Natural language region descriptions

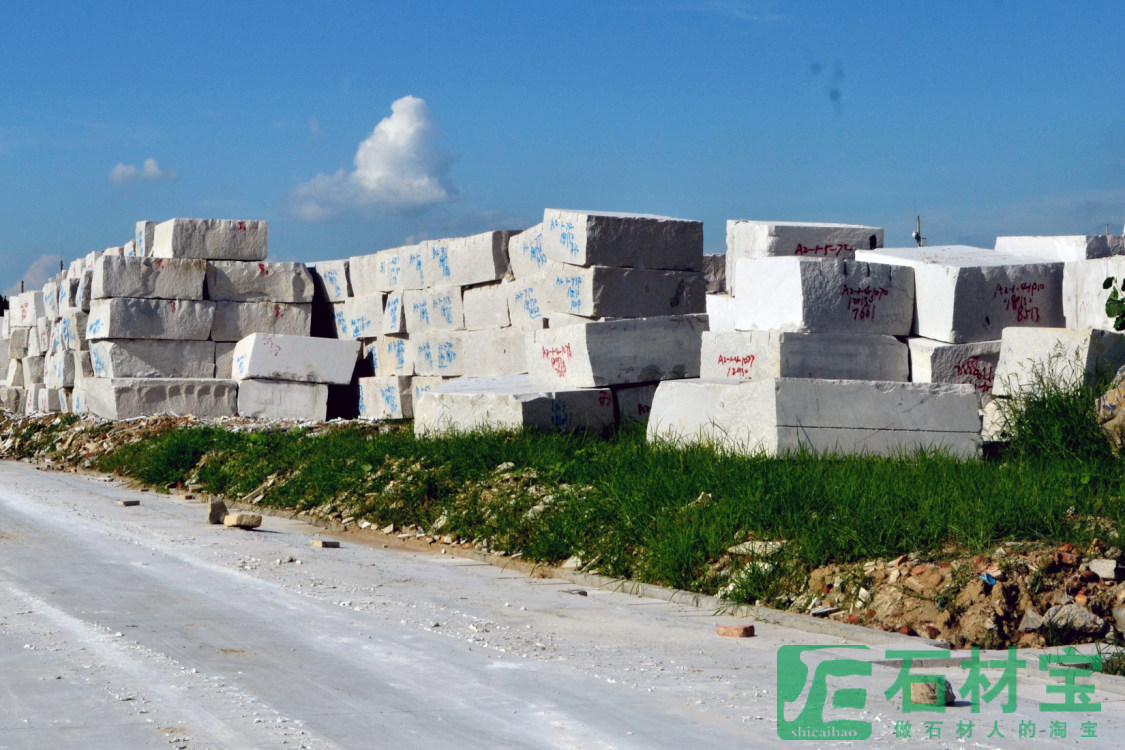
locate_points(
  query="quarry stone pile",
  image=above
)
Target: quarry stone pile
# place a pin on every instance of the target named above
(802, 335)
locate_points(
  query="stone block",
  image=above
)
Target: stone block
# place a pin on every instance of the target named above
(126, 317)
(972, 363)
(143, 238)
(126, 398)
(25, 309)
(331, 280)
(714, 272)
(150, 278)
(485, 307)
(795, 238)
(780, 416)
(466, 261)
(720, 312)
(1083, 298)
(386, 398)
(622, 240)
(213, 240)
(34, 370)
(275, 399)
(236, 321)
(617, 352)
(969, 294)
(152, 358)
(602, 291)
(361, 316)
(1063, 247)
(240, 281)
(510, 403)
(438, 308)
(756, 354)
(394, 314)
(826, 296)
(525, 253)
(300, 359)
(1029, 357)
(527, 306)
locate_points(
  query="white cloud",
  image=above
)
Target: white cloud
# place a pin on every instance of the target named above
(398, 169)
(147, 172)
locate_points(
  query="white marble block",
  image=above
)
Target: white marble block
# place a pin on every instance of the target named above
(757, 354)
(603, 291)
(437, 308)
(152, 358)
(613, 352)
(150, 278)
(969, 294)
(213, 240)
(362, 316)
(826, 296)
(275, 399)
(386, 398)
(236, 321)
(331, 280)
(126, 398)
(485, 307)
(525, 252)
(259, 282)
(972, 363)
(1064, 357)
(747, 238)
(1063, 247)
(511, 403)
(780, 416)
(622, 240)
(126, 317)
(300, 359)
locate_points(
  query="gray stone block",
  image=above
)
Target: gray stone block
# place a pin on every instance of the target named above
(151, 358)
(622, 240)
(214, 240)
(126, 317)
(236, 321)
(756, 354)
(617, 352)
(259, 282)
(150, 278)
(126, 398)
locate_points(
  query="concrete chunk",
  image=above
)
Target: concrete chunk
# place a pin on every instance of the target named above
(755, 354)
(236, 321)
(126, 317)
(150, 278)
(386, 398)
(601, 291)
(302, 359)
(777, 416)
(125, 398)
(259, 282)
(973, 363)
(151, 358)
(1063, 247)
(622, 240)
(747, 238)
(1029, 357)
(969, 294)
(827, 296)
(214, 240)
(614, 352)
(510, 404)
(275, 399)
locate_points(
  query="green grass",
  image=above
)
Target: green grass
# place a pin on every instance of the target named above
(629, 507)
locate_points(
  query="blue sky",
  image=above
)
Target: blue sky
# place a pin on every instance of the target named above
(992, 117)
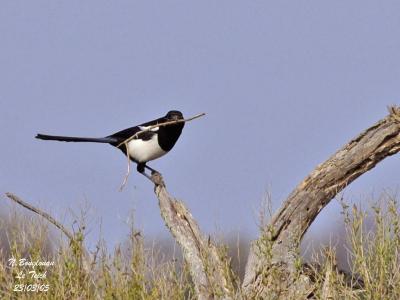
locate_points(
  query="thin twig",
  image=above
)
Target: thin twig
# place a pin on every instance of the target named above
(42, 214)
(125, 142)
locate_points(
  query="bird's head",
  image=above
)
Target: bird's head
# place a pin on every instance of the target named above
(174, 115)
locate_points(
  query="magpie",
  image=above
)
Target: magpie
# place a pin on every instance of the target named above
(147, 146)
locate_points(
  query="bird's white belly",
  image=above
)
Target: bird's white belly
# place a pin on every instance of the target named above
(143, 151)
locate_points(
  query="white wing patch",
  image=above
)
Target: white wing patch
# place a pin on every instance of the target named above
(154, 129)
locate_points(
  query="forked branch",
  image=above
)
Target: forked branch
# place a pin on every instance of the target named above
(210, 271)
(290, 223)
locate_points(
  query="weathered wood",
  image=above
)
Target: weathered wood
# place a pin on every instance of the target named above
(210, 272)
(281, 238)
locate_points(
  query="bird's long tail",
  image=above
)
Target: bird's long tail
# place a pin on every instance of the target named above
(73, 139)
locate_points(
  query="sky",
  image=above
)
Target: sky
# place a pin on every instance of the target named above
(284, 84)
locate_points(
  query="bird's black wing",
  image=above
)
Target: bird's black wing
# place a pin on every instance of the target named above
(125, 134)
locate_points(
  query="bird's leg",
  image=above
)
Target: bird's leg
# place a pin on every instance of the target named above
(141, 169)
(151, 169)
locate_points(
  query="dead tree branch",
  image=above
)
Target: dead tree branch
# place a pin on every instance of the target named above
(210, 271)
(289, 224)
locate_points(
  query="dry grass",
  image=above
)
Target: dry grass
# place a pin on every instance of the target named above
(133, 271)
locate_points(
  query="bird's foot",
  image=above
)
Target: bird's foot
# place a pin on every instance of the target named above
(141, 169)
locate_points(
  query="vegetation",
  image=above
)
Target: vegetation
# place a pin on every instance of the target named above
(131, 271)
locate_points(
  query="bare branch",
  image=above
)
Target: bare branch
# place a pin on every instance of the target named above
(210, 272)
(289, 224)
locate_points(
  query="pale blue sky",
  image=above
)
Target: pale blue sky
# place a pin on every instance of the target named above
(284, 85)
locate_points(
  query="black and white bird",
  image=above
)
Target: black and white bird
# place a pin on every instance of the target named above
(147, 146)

- _ASSIGNMENT_: Using the records above, report the count of lines holding "black" and nothing else.

- _EXERCISE RESPONSE_: 4